(Stored records)
......
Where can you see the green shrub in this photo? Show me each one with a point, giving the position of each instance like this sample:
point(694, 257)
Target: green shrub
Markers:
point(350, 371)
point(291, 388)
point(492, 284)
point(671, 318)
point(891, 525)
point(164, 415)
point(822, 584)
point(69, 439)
......
• _Do this_:
Render the listing above as a JSON array of strings, with one string for each line and any blank lines omitted.

• _Task response_:
[
  "Where can you see the green shrub in this photo? Show me each one with a point, giving the position of each instance like this sample:",
  "point(694, 257)",
  "Target: green shrub",
  "Markers:",
  "point(350, 371)",
  "point(291, 388)",
  "point(492, 284)",
  "point(671, 318)",
  "point(891, 525)",
  "point(164, 415)",
  "point(822, 584)",
  "point(69, 439)"
]